-------- Excerpted records --------

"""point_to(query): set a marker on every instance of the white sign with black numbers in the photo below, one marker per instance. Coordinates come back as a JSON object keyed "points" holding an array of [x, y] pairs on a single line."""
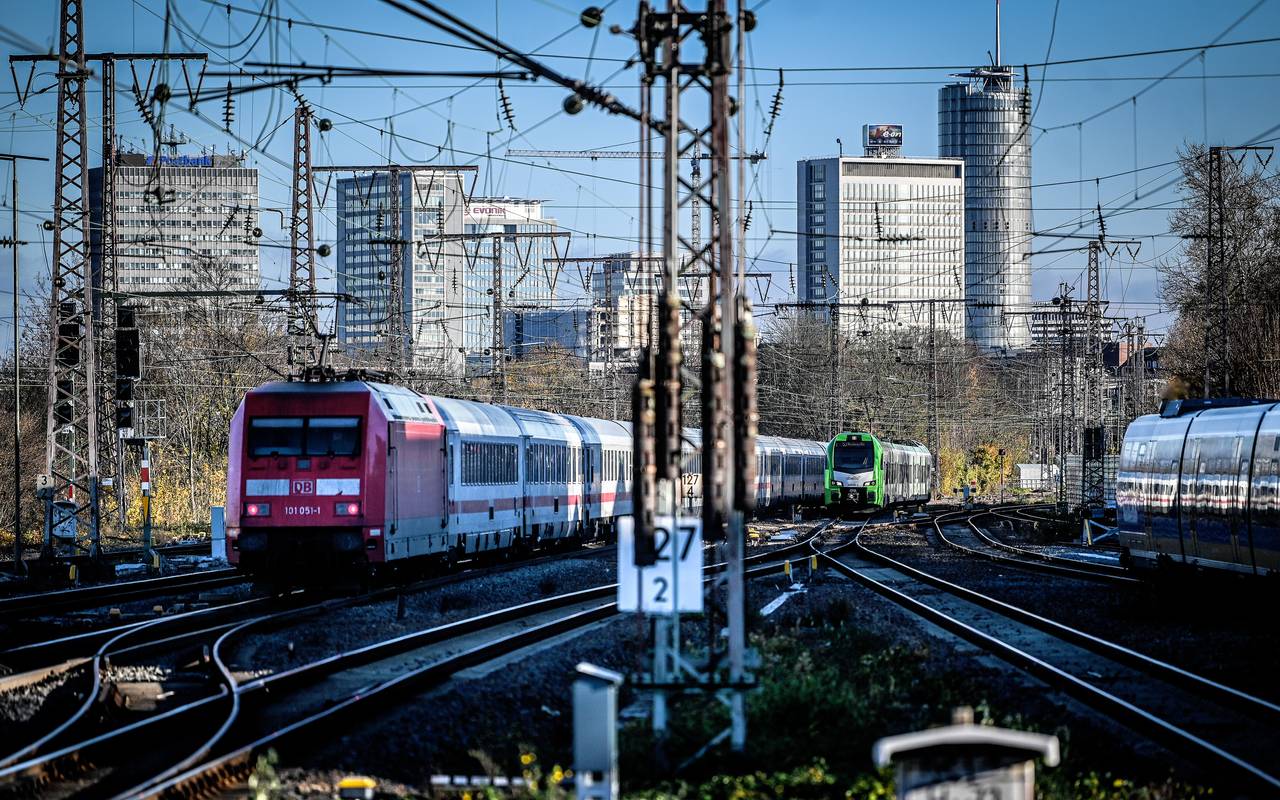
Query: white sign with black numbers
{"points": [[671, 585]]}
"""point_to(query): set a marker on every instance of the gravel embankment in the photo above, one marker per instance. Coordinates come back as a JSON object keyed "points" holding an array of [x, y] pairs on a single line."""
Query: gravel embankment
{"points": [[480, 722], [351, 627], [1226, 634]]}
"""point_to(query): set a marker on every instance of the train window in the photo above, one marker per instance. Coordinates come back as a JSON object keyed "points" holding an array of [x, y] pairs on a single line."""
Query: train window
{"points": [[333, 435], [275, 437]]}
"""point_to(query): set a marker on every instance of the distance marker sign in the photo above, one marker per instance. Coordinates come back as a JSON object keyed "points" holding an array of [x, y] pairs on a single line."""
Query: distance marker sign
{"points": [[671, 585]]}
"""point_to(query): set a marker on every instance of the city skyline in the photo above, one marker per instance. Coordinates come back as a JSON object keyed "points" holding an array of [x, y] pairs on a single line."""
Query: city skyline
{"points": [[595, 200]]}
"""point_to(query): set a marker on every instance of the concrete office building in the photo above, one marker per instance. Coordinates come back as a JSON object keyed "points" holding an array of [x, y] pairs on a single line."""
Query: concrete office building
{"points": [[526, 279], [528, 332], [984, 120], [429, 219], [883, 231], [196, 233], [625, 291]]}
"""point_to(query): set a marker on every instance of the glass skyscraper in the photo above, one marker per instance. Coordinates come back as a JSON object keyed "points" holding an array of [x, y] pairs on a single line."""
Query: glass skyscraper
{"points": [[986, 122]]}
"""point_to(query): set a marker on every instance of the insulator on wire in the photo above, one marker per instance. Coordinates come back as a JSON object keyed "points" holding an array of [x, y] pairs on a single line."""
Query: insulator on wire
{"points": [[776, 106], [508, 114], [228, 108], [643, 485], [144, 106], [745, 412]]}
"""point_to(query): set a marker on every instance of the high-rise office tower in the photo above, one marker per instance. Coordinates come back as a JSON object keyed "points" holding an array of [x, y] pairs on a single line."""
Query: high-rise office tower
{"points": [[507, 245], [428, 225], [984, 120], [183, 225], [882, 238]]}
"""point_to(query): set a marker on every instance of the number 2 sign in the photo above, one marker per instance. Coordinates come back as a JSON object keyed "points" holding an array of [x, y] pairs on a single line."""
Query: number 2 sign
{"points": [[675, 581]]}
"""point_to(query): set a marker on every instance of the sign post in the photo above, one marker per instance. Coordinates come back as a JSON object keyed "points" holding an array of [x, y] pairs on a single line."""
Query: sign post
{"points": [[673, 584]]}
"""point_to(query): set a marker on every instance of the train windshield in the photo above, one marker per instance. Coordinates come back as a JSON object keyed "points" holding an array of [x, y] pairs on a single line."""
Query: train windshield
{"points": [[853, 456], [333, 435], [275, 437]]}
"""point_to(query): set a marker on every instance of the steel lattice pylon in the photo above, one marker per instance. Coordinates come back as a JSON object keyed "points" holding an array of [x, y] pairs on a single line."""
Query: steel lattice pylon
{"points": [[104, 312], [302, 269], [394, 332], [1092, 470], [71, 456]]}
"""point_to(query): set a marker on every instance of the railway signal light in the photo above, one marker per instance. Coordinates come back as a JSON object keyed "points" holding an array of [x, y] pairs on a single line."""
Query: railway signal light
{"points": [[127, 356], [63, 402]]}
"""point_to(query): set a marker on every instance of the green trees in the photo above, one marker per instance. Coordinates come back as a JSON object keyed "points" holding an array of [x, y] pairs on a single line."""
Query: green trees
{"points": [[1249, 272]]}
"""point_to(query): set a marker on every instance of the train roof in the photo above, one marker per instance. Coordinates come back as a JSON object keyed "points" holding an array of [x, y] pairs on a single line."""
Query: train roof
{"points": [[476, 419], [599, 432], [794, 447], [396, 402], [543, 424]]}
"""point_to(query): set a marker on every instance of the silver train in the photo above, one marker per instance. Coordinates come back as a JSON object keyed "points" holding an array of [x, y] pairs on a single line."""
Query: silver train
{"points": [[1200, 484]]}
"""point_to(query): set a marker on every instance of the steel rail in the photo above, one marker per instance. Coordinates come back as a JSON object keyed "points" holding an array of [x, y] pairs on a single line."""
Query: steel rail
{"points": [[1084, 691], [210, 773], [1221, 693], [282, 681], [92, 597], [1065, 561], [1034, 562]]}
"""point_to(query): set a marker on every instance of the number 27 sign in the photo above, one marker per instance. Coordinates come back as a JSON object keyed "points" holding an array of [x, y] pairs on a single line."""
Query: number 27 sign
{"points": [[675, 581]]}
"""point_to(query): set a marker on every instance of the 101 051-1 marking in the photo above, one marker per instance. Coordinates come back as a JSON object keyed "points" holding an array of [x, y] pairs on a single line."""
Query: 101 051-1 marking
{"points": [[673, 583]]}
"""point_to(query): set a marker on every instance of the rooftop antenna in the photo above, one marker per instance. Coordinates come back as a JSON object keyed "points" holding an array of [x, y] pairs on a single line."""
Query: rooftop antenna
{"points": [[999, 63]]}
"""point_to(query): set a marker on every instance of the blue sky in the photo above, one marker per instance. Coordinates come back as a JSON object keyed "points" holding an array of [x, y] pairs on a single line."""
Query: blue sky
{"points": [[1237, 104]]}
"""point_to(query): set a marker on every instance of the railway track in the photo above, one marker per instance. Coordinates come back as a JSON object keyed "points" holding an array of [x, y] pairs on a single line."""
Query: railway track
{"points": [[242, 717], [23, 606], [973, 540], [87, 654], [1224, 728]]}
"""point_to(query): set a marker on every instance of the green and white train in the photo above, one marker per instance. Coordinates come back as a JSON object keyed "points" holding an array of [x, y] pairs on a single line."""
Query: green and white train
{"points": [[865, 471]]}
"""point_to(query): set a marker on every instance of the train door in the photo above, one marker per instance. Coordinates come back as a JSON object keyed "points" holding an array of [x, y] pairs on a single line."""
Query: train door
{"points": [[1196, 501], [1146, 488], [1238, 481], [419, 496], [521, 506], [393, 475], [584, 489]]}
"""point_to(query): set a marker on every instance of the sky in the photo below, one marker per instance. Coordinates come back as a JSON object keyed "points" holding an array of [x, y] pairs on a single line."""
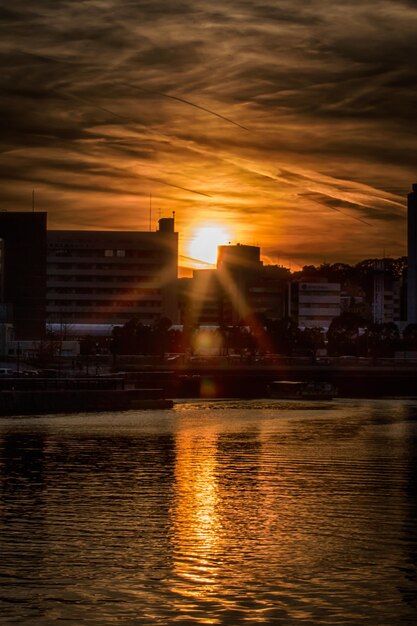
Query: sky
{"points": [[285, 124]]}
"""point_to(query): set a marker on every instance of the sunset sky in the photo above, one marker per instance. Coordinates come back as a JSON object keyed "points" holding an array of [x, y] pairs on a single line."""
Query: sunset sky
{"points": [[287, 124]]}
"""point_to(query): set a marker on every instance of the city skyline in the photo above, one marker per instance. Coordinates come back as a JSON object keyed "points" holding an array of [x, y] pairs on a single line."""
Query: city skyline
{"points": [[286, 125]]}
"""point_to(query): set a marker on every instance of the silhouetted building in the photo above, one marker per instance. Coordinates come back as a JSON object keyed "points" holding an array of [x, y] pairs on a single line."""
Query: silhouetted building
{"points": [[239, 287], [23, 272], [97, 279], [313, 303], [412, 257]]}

--------

— Task to complete —
Reproduce the listing exactly. Leave its pictures out.

— Output —
"""point_to(query): set a marker on every instance of the white sign with black numbers in the photo below, one marker per instance. Coordinates come back as a JSON object keyed "points" holding an array of [x, y] pairs on a single line."""
Query: white sign with black numbers
{"points": [[671, 585]]}
"""point_to(query): set a marker on every instance of the gravel embankment in the photo above, one marker per instance. Coordinates come back as a JSON object keyed "points" holding an array of [x, y] pairs on a single line."""
Query: gravel embankment
{"points": [[480, 722], [351, 627], [1226, 634]]}
"""point_to(query): set a marker on every instance of the train window in the photo above, one marker per instance. Coordinates come back as a JSON object keyed "points" holding an array of [x, y] pairs on a single line."""
Query: train window
{"points": [[333, 435], [275, 437]]}
"""point_to(query): set a marker on every instance of the distance marker sign in the photo above, one marker per instance. Coordinates come back as a JSON object keyed "points" holding an array of [x, y] pairs on a single line."""
Query: distance marker sign
{"points": [[671, 585]]}
"""point_to(query): set a marker on every instance of the city skyline in the photo above, one marker per instance. Coordinates come back as a JSON object keyed "points" holding an array of [x, y] pairs on a single line."""
Query: city skyline
{"points": [[595, 200]]}
"""point_to(query): set a marker on every instance of the concrete office building in the photo above, one marker per instance. Coordinates come back as a JSON object keyed "points" holding an array of [x, y] pairs on a single line."""
Query: concrete office building
{"points": [[526, 279], [528, 332], [984, 120], [429, 219], [883, 231], [196, 233], [625, 291]]}
"""point_to(query): set a marker on every instance of the glass skyscraper in the photo above, one marker per instance. Coordinates come back as a JSON object keyed "points" holding an array of [x, y] pairs on a single line."""
Query: glass skyscraper
{"points": [[986, 122]]}
"""point_to(query): set a marker on every instance of the insulator on wire in the photo above, one marker per instance. Coordinates come back as a JSON object keyed "points" holding an array of [x, y] pairs on a single line."""
Query: insulator on wire
{"points": [[776, 106], [508, 114], [228, 108], [643, 485], [144, 106], [745, 412]]}
"""point_to(query): set a marker on every instance of the high-rise office tower in the photo above, one marker per instance. Coordinates come back as a JSON object keyed "points" holding an array of [x, y] pairs on a single line."""
Query: high-rise office tower
{"points": [[507, 245], [428, 225], [984, 120], [183, 225], [882, 238]]}
"""point_to(query): set a marker on every instance of the number 2 sign in the photo above, one marker per instance. Coordinates come back as a JSON object keyed "points" holding an array of [x, y] pairs on a single line."""
Query: number 2 sign
{"points": [[675, 581]]}
"""point_to(query): set a marker on every instance of the sign post in the photo above, one marker per instance. Coordinates come back as a JSON object keyed "points" holding an array of [x, y] pairs on a single line."""
Query: sign post
{"points": [[673, 584]]}
"""point_to(query): set a marker on every instance of the train windshield in the photo above, one marker per instance. Coordinates come back as a JSON object keyed "points" holding an array of [x, y] pairs on a single line."""
Query: train windshield
{"points": [[853, 456], [333, 435], [275, 437]]}
"""point_to(query): set a marker on every instance of the steel lattice pylon in the photo above, one marker per instance. Coordinates come back as a JSON object keyed "points" holding an array of [x, y] pairs on a single line."""
Query: steel lattice pylon
{"points": [[104, 312], [302, 269], [394, 332], [1092, 470], [71, 456]]}
"""point_to(query): set a marker on every instance of the railway signal light in the photo above, one marker per instance. Coordinates come back as a JSON object keyed "points" holding an array of [x, y] pairs on a single line."""
Query: railway signal light
{"points": [[127, 356], [63, 402]]}
"""point_to(query): set a marker on every instance of the green trees in the photo above, one marker per instance. Coordinates come back as a JSON object keyed "points" holding an array of [x, y] pairs on a single line."""
Query: green trees
{"points": [[1249, 272]]}
"""point_to(query): set a marker on every instance of the train roof in the photo above, one marker per instance. Coordinates come back as a JSON object keyed "points" holding an array of [x, y] pairs on a single line."""
Query: train roof
{"points": [[476, 419], [599, 432], [794, 447], [396, 402], [543, 424]]}
"""point_to(query): set a marker on every instance of the silver train in the photo above, one marker per instance. Coordinates come back as a JSON object keyed "points" holding an array of [x, y] pairs on a single line."""
Query: silver train
{"points": [[1200, 484]]}
"""point_to(query): set a marker on every instance of the steel rail in the photo above, one marker per instance. Coordinates come back as a JSON object keyed "points" holding an array of [x, y] pairs on a single line."""
Query: steel rail
{"points": [[1084, 691], [210, 773], [1221, 693], [282, 681], [92, 597], [1065, 561], [1034, 562]]}
"""point_to(query): set a marker on every instance of the number 27 sign in the photo above, one marker per instance. Coordinates come back as a JSON object keyed "points" holding an array of [x, y] pairs on a single line."""
Query: number 27 sign
{"points": [[675, 581]]}
"""point_to(query): set a marker on every instance of the 101 051-1 marking in the photo above, one marker per instance. Coordinates come back as a JSON object keyed "points" holding an array of [x, y] pairs on a single line."""
Query: 101 051-1 marking
{"points": [[673, 583]]}
"""point_to(query): set a marker on every instance of the rooftop antenna in the photo above, one marker per instance. Coordinates come back as a JSON object keyed "points" holding an array of [x, y] pairs on a single line."""
Query: rooftop antenna
{"points": [[999, 63]]}
"""point_to(query): set a marker on every instance of the blue sky in the photo above, one marker per instance. Coordinates come back as a JSON object keyed "points" holding an array of [x, y] pairs on a single line."""
Query: blue sky
{"points": [[1237, 104]]}
"""point_to(query): set a marker on every instance of the railway track in the photo above, one marker per instance. Coordinates come back as a JSON object keyed "points" holding an array of [x, y] pairs on a single line."""
Query: railway track
{"points": [[242, 717], [23, 606], [973, 540], [87, 654], [1224, 728]]}
"""point_to(query): set a marker on every instance of the green and white train in the photo above, one marker per instance. Coordinates come back as a JSON object keyed "points" holding an array of [x, y] pairs on a single line."""
Query: green and white train
{"points": [[865, 471]]}
"""point_to(query): set a marker on every instance of the train door in the photo above, one marker per instance. Coordinates come back as a JSON object keyed "points" holding an array of [x, y] pairs on a single line."""
Query: train door
{"points": [[1196, 501], [1146, 488], [1238, 481], [419, 496], [521, 506], [393, 475], [584, 489]]}
"""point_to(query): set a marker on every instance of the sky in the photo below, one marker per instance. Coordinates come back as a JSON object keyed "points" holding an array of [x, y] pairs on a single line."""
Query: sky
{"points": [[285, 124]]}
"""point_to(query): set a marker on every instance of the sunset sky in the photo above, one marker per instance. Coordinates come back as a JSON object keyed "points" holding an array of [x, y] pairs on a single line."""
Query: sunset sky
{"points": [[287, 124]]}
"""point_to(query): set a marker on every instance of the city skyline in the photo above, one marker per instance. Coordinates come back as a JSON object keyed "points" holding an array of [x, y] pairs on a single line."""
Query: city skyline
{"points": [[286, 125]]}
"""point_to(query): set a marker on every instance of the silhouetted building in the photo above, one marker per instance. Coordinates come back as a JSON object keyed "points" holding an array of [x, y] pairs on a single line."""
Query: silhouetted building
{"points": [[239, 287], [23, 272], [97, 279], [313, 303], [412, 257]]}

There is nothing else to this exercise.